• _YOUR OBJECTIVE_: Starting at the line that has "Query: dirt roadside" and stopping after the line that has "POLYGON ((1240 857, 1288", rewrite those lines as a Markdown table with columns Row and Line, numbering each line and skipping any blank ones.

• _PROVIDED ENTRIES_:
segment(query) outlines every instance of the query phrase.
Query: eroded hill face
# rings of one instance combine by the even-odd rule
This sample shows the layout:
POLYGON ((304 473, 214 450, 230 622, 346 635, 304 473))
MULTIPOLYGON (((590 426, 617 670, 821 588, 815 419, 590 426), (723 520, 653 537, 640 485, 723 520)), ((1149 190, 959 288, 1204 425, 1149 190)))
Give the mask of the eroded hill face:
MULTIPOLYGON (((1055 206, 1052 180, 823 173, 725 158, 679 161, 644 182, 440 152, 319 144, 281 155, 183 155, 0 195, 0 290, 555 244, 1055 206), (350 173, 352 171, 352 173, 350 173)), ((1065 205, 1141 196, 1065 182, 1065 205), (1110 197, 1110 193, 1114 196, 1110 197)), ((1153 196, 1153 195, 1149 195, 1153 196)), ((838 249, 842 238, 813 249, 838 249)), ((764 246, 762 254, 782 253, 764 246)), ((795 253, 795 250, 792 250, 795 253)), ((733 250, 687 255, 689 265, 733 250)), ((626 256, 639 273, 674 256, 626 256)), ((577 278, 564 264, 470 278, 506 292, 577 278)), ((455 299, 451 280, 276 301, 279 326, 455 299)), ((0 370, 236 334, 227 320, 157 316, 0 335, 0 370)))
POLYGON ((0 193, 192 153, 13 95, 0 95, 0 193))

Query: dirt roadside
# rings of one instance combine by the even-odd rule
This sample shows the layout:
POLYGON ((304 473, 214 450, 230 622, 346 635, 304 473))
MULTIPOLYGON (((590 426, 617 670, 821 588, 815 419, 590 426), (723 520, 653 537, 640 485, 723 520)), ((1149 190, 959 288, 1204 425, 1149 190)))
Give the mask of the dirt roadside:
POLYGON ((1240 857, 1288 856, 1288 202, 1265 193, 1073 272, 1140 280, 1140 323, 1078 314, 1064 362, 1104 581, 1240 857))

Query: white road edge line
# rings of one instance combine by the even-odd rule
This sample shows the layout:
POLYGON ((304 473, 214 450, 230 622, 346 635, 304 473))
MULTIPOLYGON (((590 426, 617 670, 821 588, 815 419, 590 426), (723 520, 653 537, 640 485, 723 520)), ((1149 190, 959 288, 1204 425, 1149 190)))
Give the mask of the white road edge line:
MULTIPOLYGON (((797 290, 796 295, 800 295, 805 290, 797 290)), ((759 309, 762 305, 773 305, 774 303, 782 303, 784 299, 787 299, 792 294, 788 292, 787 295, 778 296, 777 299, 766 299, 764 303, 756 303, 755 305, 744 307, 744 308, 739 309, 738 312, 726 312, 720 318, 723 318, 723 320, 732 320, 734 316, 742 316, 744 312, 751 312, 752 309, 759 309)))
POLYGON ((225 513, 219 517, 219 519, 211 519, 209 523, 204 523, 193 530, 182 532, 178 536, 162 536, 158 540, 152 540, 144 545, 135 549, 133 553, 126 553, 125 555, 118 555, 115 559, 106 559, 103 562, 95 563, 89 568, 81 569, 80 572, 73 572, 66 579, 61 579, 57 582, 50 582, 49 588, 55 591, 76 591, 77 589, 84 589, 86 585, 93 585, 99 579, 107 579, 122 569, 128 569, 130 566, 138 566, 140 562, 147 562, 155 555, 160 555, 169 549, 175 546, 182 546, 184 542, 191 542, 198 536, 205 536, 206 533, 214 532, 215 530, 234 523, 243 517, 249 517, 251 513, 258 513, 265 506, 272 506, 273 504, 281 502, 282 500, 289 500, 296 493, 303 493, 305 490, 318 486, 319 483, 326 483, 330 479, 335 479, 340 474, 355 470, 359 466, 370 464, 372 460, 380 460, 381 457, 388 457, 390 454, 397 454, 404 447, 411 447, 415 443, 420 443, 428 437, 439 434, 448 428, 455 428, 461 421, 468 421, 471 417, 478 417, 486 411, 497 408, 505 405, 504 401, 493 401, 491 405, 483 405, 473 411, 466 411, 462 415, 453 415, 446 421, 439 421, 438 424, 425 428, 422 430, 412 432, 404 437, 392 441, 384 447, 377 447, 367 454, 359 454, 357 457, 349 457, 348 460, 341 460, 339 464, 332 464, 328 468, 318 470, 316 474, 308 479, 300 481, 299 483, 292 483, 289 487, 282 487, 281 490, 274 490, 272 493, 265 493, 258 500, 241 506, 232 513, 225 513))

• _WRITTEN REPLY_:
| Row | Line |
|---|---|
| 1 | Query: dirt roadside |
| 2 | # rings of one instance combine by the even-odd rule |
| 3 | This sample shows the layout: |
| 4 | POLYGON ((304 473, 214 450, 230 622, 346 635, 304 473)) |
| 5 | MULTIPOLYGON (((590 426, 617 670, 821 588, 815 419, 590 426), (723 520, 653 537, 640 485, 723 520)), ((1149 190, 959 288, 1204 425, 1149 190))) |
| 6 | Give the mask of the dirt roadside: |
| 7 | POLYGON ((1240 857, 1288 856, 1288 202, 1265 193, 1073 272, 1140 280, 1140 323, 1078 314, 1064 362, 1104 581, 1240 857)) |